What to work on
Taking the line that contains "track. Keep to one point per instance." as the starting point, give again exactly every line up to and including the last line of the records below.

Records contained in a dataset
----------

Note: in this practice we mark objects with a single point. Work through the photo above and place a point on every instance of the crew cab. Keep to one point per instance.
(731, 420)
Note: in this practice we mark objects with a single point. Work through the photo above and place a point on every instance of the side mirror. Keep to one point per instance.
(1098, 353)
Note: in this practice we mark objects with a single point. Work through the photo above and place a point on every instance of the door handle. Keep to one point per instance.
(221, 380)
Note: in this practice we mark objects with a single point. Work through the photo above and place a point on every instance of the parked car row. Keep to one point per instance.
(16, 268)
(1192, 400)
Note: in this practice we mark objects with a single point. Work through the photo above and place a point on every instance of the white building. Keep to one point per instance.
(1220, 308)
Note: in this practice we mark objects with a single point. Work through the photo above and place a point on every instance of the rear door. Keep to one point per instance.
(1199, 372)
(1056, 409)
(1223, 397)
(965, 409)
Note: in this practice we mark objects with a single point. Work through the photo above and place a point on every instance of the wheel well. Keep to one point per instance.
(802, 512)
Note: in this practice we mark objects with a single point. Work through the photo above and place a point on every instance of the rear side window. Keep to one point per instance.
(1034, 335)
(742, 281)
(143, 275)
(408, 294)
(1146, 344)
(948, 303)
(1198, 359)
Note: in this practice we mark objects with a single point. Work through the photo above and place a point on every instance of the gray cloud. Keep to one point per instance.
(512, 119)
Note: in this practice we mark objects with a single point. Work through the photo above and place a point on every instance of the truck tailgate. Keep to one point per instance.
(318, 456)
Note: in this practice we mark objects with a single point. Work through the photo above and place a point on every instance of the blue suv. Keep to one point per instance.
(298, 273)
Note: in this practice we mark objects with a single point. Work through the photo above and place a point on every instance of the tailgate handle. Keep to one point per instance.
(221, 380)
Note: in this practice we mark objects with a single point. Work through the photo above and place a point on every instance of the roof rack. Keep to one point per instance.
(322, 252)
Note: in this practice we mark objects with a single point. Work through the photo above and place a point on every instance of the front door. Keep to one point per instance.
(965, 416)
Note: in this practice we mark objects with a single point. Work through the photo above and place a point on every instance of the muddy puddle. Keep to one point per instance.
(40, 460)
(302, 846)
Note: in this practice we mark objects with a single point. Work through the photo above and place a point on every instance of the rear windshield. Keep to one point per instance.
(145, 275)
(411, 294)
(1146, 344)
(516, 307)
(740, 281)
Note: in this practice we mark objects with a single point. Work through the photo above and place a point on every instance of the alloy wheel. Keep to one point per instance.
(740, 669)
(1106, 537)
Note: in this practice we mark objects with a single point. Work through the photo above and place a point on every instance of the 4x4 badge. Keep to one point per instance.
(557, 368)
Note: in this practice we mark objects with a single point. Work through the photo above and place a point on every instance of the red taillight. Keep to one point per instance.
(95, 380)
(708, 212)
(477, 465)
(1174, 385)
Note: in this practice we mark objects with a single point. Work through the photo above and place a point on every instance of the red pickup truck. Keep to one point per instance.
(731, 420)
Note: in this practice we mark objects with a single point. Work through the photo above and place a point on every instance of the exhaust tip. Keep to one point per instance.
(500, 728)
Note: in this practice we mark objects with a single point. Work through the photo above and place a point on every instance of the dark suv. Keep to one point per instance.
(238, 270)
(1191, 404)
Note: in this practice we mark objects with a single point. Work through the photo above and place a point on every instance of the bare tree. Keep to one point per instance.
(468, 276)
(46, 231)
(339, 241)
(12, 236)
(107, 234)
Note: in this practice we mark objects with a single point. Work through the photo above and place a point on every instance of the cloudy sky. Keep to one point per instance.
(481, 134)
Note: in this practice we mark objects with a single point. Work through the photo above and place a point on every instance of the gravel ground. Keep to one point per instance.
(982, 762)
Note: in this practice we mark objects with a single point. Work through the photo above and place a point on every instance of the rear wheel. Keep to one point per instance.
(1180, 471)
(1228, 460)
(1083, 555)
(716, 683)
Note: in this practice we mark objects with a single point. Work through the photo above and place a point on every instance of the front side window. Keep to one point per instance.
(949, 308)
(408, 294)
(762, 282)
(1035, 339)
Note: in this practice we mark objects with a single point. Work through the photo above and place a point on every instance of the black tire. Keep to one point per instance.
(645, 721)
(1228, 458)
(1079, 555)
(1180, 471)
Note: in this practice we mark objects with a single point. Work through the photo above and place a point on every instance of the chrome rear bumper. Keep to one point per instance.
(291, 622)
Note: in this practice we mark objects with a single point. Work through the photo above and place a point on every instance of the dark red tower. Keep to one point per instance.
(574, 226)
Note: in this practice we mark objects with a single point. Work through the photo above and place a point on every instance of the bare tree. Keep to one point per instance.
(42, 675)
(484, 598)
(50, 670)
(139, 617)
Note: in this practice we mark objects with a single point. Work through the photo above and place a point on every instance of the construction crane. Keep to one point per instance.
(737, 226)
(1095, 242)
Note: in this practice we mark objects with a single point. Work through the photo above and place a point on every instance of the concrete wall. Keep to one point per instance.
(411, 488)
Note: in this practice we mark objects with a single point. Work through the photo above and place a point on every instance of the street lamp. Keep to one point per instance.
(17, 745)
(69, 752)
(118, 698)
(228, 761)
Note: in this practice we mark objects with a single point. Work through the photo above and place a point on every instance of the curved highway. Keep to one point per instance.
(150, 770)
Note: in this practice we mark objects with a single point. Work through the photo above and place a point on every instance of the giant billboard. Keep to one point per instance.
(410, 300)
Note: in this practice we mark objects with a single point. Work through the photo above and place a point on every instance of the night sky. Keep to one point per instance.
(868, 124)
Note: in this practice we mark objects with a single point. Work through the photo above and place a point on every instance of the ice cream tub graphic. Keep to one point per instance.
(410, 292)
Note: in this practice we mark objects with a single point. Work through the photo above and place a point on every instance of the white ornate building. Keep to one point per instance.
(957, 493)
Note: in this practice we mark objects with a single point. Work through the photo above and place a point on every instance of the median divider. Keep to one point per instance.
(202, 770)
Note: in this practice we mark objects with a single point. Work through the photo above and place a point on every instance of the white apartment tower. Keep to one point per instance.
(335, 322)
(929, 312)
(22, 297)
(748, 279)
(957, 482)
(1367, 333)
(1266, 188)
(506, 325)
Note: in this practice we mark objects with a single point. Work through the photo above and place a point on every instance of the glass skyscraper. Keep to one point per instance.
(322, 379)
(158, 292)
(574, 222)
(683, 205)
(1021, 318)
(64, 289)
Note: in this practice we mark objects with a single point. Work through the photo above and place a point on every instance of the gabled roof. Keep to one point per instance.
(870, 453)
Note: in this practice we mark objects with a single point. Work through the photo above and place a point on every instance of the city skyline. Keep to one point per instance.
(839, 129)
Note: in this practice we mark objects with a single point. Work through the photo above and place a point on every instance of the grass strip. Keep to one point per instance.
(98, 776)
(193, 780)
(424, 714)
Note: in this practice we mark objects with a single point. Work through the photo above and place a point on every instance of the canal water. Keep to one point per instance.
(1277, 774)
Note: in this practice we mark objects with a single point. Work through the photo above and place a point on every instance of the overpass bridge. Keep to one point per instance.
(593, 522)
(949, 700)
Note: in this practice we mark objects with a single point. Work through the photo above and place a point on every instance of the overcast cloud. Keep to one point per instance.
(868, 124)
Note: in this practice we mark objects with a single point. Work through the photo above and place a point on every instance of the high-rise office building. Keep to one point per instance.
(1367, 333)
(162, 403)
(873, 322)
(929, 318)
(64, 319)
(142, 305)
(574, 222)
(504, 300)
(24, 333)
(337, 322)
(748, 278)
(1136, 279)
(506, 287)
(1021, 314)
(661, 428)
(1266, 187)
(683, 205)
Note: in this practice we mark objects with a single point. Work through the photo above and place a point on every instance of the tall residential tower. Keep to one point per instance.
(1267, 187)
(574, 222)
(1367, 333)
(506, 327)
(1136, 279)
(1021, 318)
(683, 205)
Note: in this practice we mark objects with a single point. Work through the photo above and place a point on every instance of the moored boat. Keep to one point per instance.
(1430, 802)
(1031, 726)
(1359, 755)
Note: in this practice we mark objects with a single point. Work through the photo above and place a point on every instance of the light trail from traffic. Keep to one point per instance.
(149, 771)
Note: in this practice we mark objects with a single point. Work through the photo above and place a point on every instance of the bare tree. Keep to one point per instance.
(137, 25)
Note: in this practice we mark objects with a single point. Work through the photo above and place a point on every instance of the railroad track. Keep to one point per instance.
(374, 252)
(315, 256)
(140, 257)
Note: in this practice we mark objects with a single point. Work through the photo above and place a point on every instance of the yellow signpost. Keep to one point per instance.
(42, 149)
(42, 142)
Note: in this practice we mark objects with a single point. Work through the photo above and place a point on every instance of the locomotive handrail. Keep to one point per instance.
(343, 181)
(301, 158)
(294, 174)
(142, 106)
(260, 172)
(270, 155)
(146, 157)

----------

Written answer
Note: in this practice we mark objects with a single point. Work through the photo above and place a point on every instance of the railroad track. Keep to one point per instance.
(374, 252)
(315, 256)
(140, 257)
Note: in this practice we mark objects with a single point. Work through the photo above and place a point on every instance of the yellow signpost. Keep to one point per instance.
(42, 149)
(42, 142)
Note: in this practice we mark objects with a single point. Work through the photo above and place a point on every instance of the locomotive handrail. Keep to one point per instance.
(343, 181)
(301, 158)
(294, 174)
(142, 106)
(260, 172)
(270, 155)
(146, 157)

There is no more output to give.